=== WHAT TO WORK ON ===
1. In the piercing-care article, what kind of wounds does it say rubbing alcohol should be saved for?
2. Rewrite part of the piercing-care article: begin at the words "Professional piercers work" and stop after "on your piercings?". Replace "fresh piercing" with "new piercing".
3. Pick up the piercing-care article after its last line and write the next part.

Five Things You Should Never Put on Your Piercings
Getting pierced can be quite the experience - some individuals might even think it's fun or therapeutic... But it's often what happens AFTER the piercing procedure that is most important. Nobody wants to experience soreness, an infection, or rejection, and you might think that you should treat your new piercing like any other wound and hit it with a spray or topical cream of some kind.
In actuality, there are several products that you should actively AVOID putting on your piercings. We've compiled them all in this helpful little list.
Disclaimer: Body Candy is only here to give you helpful advice when it comes to healing up your piercing. If you think you are experiencing a medical issue, contact your doctor AND a professional piercer ASAP.
Rubbing alcohol is a common go-to when it comes playground bumps and scrapes, so why wouldn't it work on our piercings? While it's true that alcohol is an effective disinfectant - it should be reserved for "dirty" wounds, like an elbow scrape on the asphalt or a bite from an animal.
Professional piercers work in a sterile environment and pierce with sterile needles and jewelry, so a properly performed piercing is not a "dirty" wound. Alcohol can actually dry out and irritate a fresh piercing. By putting alcohol on your wound, you might actually be introducing the agent that is causing the irritation - causing a feedback loop where you confuse yourself into thinking you have a different issue.
2.) Hydrogen Peroxide
Another tried-and-true method for wound cleaning, most households have a plain brown bottle of H2O2 sitting in one of their medicine cabinets. You may have used it on a scrape or swished your mouth out with it - why shouldn't you put it on your piercings?
Hydrogen peroxide is known for it's "bubbling" action, which has become a hotly-debated issue. While this may (or may not) be cleaning your piercing, H2O2 has a tendency to dry out wounds and can also damage or irritate the issue inside of your piercing. It will easily break up the crusty stuff that tends to form up on the outside of your piercing site, but that is the stuff that's keeping the inside protected and moist, allowing it to heal.
3.) Betadine, Bactine, or anything containing "Triclosan"

=== EXTRACTED MATERIAL ===
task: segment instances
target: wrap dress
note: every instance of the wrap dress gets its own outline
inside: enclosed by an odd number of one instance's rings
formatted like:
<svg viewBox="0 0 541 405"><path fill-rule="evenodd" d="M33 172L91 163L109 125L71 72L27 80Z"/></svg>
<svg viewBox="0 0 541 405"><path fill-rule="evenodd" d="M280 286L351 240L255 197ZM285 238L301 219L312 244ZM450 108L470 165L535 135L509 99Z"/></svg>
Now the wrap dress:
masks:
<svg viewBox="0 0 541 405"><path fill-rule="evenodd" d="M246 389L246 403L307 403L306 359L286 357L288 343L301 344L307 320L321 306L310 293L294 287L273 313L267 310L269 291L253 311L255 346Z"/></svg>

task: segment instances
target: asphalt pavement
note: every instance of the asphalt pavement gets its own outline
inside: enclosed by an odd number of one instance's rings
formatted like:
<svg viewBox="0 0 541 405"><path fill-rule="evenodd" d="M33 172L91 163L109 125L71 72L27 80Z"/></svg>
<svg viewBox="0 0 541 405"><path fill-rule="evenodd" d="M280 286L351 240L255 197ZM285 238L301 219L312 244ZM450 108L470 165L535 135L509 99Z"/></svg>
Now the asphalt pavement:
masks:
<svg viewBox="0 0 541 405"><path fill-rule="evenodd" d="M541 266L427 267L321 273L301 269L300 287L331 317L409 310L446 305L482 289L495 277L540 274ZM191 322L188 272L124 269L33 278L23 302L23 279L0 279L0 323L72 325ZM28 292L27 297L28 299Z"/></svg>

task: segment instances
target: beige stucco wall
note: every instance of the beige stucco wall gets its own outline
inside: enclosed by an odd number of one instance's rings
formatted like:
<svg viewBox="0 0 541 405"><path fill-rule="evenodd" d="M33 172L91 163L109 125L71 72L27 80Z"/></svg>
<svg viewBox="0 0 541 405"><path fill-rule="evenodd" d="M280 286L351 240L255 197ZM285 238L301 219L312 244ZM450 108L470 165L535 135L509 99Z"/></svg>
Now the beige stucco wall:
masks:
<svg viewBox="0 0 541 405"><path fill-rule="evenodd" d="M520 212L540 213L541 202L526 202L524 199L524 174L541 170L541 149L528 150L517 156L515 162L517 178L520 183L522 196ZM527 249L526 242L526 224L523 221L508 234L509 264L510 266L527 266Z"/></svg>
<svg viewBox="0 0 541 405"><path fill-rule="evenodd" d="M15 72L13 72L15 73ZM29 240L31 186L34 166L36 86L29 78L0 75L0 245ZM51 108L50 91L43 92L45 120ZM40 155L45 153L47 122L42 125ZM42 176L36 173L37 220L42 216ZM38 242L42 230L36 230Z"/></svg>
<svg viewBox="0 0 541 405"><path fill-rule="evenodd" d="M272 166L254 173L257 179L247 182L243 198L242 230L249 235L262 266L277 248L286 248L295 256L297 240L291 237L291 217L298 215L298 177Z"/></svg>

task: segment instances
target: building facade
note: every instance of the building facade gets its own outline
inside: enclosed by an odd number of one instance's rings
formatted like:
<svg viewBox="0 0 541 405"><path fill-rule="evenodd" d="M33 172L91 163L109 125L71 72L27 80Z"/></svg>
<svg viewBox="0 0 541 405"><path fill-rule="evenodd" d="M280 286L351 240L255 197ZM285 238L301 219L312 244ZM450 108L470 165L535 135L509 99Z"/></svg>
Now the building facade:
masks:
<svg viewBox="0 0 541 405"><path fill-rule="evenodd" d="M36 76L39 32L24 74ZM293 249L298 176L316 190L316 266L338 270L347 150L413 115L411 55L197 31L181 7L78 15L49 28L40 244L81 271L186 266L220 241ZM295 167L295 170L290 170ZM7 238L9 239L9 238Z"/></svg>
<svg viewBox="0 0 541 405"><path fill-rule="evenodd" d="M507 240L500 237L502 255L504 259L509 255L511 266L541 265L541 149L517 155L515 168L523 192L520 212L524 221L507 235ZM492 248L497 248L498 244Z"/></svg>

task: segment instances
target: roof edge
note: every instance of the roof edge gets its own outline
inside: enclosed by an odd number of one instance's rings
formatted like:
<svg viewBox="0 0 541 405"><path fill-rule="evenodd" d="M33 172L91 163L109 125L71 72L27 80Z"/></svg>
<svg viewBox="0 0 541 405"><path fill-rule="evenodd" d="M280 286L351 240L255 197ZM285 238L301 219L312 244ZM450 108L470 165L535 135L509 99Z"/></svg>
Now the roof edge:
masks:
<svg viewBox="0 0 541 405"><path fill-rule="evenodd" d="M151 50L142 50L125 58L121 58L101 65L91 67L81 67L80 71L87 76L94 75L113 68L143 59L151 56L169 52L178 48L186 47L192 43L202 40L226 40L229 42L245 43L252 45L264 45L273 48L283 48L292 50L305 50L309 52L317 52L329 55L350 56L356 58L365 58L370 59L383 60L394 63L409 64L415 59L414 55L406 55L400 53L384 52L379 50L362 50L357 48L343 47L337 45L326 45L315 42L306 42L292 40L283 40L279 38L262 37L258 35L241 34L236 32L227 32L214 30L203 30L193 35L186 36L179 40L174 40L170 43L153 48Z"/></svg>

=== WRITTEN ANSWERS ===
1. "Dirty" wounds, like an elbow scrape on the asphalt or a bite from an animal.

2.
Professional piercers work in a sterile environment and pierce with sterile needles and jewelry, so a properly performed piercing is not a "dirty" wound. Alcohol can actually dry out and irritate a new piercing. By putting alcohol on your wound, you might actually be introducing the agent that is causing the irritation - causing a feedback loop where you confuse yourself into thinking you have a different issue.
2.) Hydrogen Peroxide
Another tried-and-true method for wound cleaning, most households have a plain brown bottle of H2O2 sitting in one of their medicine cabinets. You may have used it on a scrape or swished your mouth out with it - why shouldn't you put it on your piercings?

3.
Betadine and Bactine, although effective products for their intended uses, are too powerful for piercings and are simply not made to be used as aftercare. Like many of the other items mentioned above, these chemicals have a drying effect on the skin, making them unsuitable for healing.
Triclosan is a common chemical often added to soaps to give them an anti-bacteria property. At the end of the day, all of the ingredients in anti-bacterial soap are tough on the skin. Triclosan is a harsh chemical - it's technically classified as a pesticide by the EPA -
4.) Petroleum Jelly
Yes, vaseline and petroleum jelly products are meant to protect the skin. No, you should not use it on your piercing.
In protecting the skin, you are also creating a barrier. This barrier might effect your piercing in a few different ways... First, it will not allow oxygen to pass through and a healing piercing needs a steady flow of oxygen to effectively continue the healing process. Second, the barrier may actually trap harmful bacteria inside of the piercing, which could cause an infection or worse.
Let your piercings breathe!
5.) Tea Tree Oil
This one comes with a bit of a caveat... Some professionals may recommend this nice-smelling oil, but in general, tea tree oil shouldn't be used on a piercing at all.
Tea Tree oil is an astringent, which means it has a drying effect on your skin. It might be effective at lessening the symptoms of a fluid-filled bump, but it will dry out any healing piercing. Since it is a very concentrated essential oil, you may also inadvertently give yourself a burn after using it. If you are looking for piercing aftercare, a simple saline solution is a much better choice.